AIM OF THE TASK →
In your copy of the data below, reproduce every entry exactly and omit the pictures.

───── MATERIAL FOR THIS EXERCISE ─────

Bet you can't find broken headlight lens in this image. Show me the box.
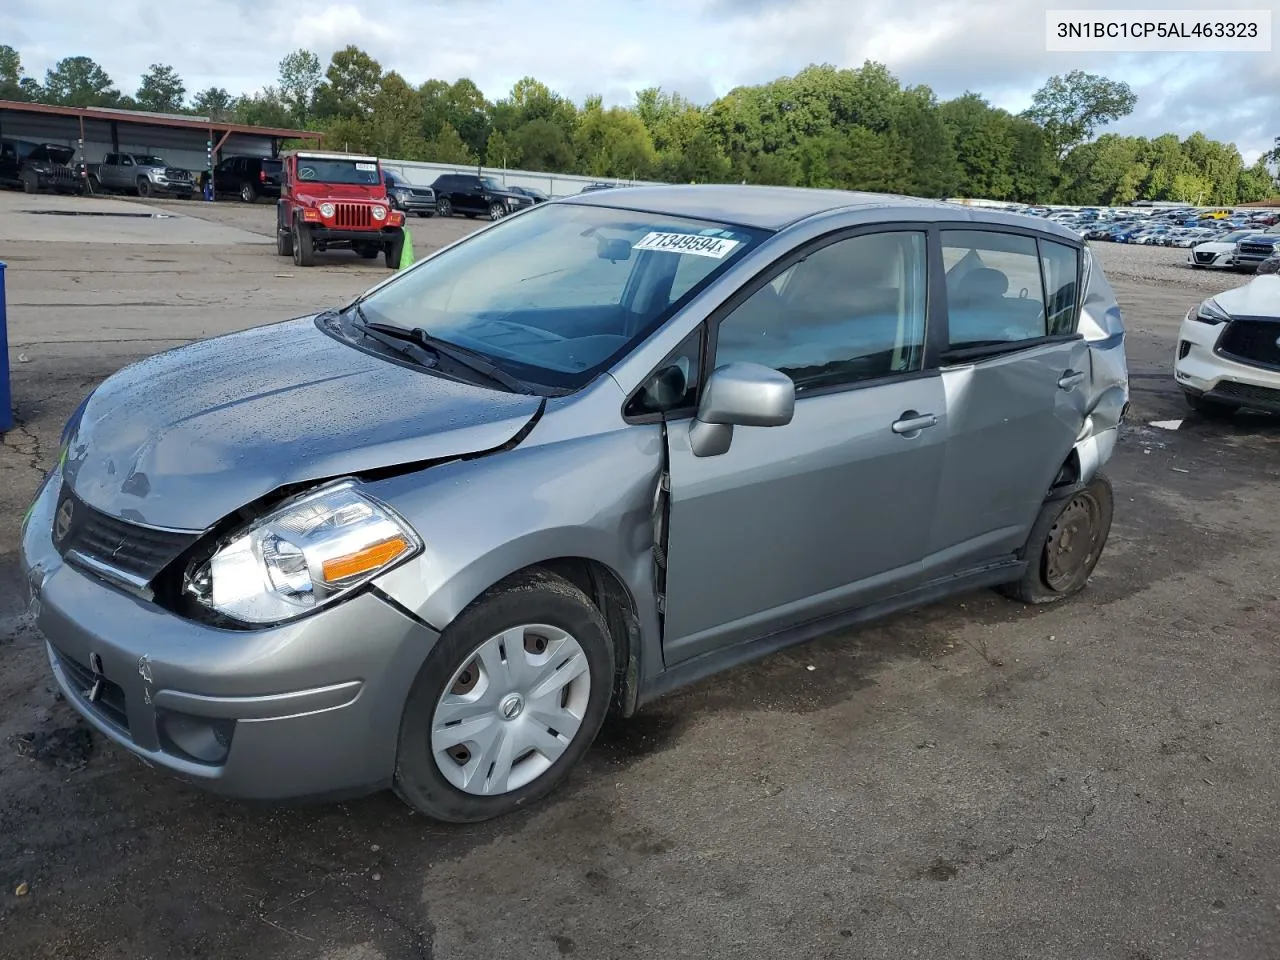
[186,480,421,625]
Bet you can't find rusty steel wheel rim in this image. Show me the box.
[1044,492,1103,592]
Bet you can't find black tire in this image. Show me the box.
[87,175,101,195]
[436,197,452,217]
[292,222,315,267]
[21,171,38,194]
[384,229,404,268]
[393,569,615,823]
[1184,391,1239,418]
[240,182,257,204]
[999,473,1114,605]
[136,178,151,198]
[276,228,293,257]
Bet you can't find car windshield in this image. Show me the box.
[357,201,766,390]
[296,158,380,185]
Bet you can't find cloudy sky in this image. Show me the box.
[3,0,1276,162]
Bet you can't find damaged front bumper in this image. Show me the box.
[21,469,439,802]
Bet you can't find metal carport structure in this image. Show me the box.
[0,100,321,193]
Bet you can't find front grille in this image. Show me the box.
[334,203,372,228]
[1211,381,1280,410]
[1218,319,1280,371]
[1238,243,1272,258]
[53,488,199,585]
[1194,251,1217,264]
[56,648,130,733]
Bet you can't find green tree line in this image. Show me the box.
[2,44,1274,205]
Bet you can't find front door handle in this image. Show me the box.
[1058,370,1086,390]
[891,413,938,435]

─────

SOLUTION TO THIS TASK →
Bet you can't find broken headlight lens in this image. Show me the box.
[186,480,421,625]
Bet you can't find rusty steel wheel rim in this image. Show me the box.
[1044,492,1103,592]
Bet you can't find black tire in this image. Show me the box.
[87,175,101,195]
[436,197,452,217]
[292,222,315,267]
[21,171,38,194]
[384,229,404,268]
[393,569,615,823]
[1184,391,1239,418]
[240,182,257,204]
[999,473,1114,605]
[136,178,151,198]
[276,228,293,257]
Bet you can't find car windshield in this image. Show me the box.
[357,201,766,390]
[296,158,380,185]
Bet you can't find cloudy sky in this image. Show me the box.
[3,0,1276,162]
Bet you can't find damaged front bumper in this image. Show me the box.
[21,469,439,802]
Bet you can't find metal carport structure in this image. Show me the box.
[0,100,321,193]
Bet you can't find front grille in this image. Show me the box.
[334,203,372,228]
[1211,381,1280,410]
[1218,319,1280,371]
[1238,243,1272,258]
[53,488,199,585]
[1194,251,1217,264]
[56,648,130,733]
Bet you can't find green tree line in this image. Show me the box.
[2,44,1274,205]
Bet you can't find front door handle in this image. Show me the box.
[1058,370,1086,390]
[891,413,938,435]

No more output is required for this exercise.